TASK PROMPT:
For the material below, return exactly the lines starting at the one holding "# point at: green" and ending at the one holding "# point at: red plaid", counting both as part of the range.

:: EXERCISE DATA ::

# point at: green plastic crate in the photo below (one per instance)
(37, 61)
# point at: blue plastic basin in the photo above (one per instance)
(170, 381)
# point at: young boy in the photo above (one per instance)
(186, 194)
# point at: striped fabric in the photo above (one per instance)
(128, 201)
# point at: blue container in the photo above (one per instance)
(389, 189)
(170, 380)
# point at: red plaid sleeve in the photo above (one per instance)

:::
:: EXERCISE DATA ::

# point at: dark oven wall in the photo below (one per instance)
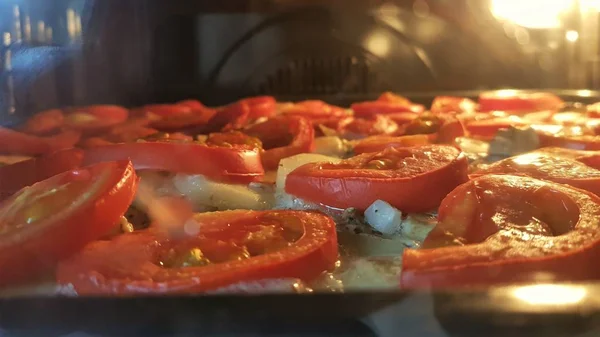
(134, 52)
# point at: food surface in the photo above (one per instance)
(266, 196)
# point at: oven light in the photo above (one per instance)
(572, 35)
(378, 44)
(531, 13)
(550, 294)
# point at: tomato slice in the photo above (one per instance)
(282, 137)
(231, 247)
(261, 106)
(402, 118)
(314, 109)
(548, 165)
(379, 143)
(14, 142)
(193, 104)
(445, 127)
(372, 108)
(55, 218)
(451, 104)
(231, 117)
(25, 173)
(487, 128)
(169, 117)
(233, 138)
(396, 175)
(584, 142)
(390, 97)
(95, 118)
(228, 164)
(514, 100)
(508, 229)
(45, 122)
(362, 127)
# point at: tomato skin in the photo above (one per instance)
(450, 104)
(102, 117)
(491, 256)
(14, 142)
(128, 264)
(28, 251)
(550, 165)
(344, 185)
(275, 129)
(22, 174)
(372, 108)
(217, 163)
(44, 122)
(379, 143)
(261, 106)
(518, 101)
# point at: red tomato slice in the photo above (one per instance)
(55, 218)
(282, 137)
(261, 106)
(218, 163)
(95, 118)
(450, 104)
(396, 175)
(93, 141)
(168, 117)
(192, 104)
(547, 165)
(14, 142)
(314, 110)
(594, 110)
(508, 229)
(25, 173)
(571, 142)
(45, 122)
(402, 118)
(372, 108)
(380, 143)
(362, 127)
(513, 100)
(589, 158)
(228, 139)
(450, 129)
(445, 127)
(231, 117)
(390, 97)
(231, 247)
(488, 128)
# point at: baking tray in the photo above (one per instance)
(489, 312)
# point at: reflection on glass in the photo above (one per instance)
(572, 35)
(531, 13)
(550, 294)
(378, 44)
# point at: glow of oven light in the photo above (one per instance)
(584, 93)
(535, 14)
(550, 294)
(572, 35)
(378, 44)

:::

TASK ANSWER:
# point at: green plastic crate in the photo below (one per instance)
(37, 61)
# point at: blue plastic basin in the photo above (one per instance)
(170, 381)
# point at: young boy in the photo above (one per instance)
(186, 194)
# point at: striped fabric in the photo above (one per instance)
(128, 201)
# point at: blue container in the photo above (one per instance)
(389, 189)
(170, 380)
# point at: red plaid sleeve in the photo above (one per instance)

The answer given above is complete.